Extract.
+++++
August 1, 2024

  • Bank of England cuts rates by 25 bps to 5.0%.
  • FX direction will track equity market sentiment.
  • US dollar closes July on a mixed note- CAD finishes nearly unchanged.

July FX at a Glance

Source: IFXA/RP

USDCAD open 1.3833, overnight range 1.3800-1.3836, previous close 1.3808

USDCAD dropped to a low of 1.3787 following the FOMC decision, mainly because the US dollar was under pressure across the G-10 spectrum. The move was short-lived, and USDCAD rallied to 1.3836 overnight. The currency finished July almost where it started.

Canada’s economy grew more than expected in May, rising 0.2% m/m compared to the forecast of 0.1%. The results look good, but the reality is the economy is still a basket case. Encouraging massive immigration without any semblance of a plan to deal with the influx is a major part of the problem. Additionally, Canada is spending gobs of money on developing a renewable energy industry while ignoring the existing wealth from proven fossil fuel reserves.

US weekly jobless claims rose by 14,000 to 249,000 last week which is further evidence that the US labour market is normalizing. It remains to be seen if todays ISM  Manufacturing PMI (forecast 48.8) suggests the elusive “soft-landing” may be a reality. There is no Canadian data.

USDCAD Technicals

The intraday USDCAD technical bullish above 1.3810, looking for another test of resistance in the 1.3860 area. A  breach of support at 1.3810 points to further losses to 1.3760.

The USDCAD uptrend line from the beginning of the year is intact above the 1.3610-20 zone and it is being guarded by support at 1.3750. Meanwhile the overbought USDCAD RSI is slowly dissipating which suggests the week-long 1.3750-1.3860 consolidation will continue.

For today, USDCAD support is at 1.3810 and 1.3770.  Resistance is at 1.3860 and 1.3890.  Today’s Range 1.3770-1.3860.

Chart: USDCAD daily

Source: DailyFX

Waiting, Waiting and More Waiting.

Fed Chair Jerome Powell had a Julius Caesar moment when he strode to the podium for his July 31 press conference. He peered above the top of his glasses and proclaimed, “I analyzed, I assessed, and I await.” That sums up the FOMC meeting outcome succinctly.
+++++
Raw data.
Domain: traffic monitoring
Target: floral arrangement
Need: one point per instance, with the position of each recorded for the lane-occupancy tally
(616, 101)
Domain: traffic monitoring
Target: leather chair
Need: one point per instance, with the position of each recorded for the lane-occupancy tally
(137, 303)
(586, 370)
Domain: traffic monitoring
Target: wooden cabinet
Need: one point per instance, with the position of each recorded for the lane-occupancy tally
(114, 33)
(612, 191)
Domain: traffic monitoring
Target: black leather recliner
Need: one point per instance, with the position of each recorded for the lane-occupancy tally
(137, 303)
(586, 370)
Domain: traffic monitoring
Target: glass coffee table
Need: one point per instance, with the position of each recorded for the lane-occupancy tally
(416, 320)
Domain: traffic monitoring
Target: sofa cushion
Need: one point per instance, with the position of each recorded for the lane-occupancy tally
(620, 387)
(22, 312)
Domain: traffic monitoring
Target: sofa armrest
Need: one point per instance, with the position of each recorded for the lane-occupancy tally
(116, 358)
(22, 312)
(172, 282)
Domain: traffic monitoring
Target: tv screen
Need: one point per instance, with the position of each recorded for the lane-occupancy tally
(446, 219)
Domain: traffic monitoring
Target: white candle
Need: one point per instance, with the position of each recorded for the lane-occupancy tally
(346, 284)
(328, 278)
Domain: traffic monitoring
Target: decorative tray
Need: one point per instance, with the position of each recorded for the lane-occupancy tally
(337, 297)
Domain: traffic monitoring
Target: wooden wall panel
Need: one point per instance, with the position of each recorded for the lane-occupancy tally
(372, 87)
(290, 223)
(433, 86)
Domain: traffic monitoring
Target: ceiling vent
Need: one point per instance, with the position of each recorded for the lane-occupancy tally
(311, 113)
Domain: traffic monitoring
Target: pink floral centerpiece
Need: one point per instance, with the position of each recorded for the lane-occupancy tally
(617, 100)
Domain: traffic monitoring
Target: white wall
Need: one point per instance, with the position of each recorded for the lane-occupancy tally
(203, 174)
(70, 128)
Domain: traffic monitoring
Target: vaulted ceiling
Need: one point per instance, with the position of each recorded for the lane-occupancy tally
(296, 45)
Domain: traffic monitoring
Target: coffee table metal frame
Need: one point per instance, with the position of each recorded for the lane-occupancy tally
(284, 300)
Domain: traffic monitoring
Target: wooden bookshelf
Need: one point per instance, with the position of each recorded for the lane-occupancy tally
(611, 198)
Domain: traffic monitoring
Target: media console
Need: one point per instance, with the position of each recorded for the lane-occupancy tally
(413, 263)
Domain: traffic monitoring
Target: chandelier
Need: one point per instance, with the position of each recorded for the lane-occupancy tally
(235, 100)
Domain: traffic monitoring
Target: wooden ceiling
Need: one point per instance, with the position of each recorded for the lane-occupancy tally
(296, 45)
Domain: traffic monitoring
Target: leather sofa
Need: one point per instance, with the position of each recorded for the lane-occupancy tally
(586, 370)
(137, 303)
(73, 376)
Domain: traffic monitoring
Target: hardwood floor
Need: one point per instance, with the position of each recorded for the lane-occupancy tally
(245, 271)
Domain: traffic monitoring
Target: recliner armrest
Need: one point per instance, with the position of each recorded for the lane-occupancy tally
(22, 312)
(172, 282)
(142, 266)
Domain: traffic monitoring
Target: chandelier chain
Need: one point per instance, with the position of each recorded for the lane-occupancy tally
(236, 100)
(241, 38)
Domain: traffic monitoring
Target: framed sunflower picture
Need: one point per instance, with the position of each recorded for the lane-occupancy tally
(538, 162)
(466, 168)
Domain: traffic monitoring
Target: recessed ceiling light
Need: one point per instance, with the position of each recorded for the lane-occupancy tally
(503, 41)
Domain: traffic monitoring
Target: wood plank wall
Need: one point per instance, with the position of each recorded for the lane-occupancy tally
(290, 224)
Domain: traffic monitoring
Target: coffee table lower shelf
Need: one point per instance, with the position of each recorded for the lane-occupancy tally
+++++
According to the FX commentary, by how much did Canada's economy grow in May?

It grew 0.2% month over month, beating the forecast of 0.1%.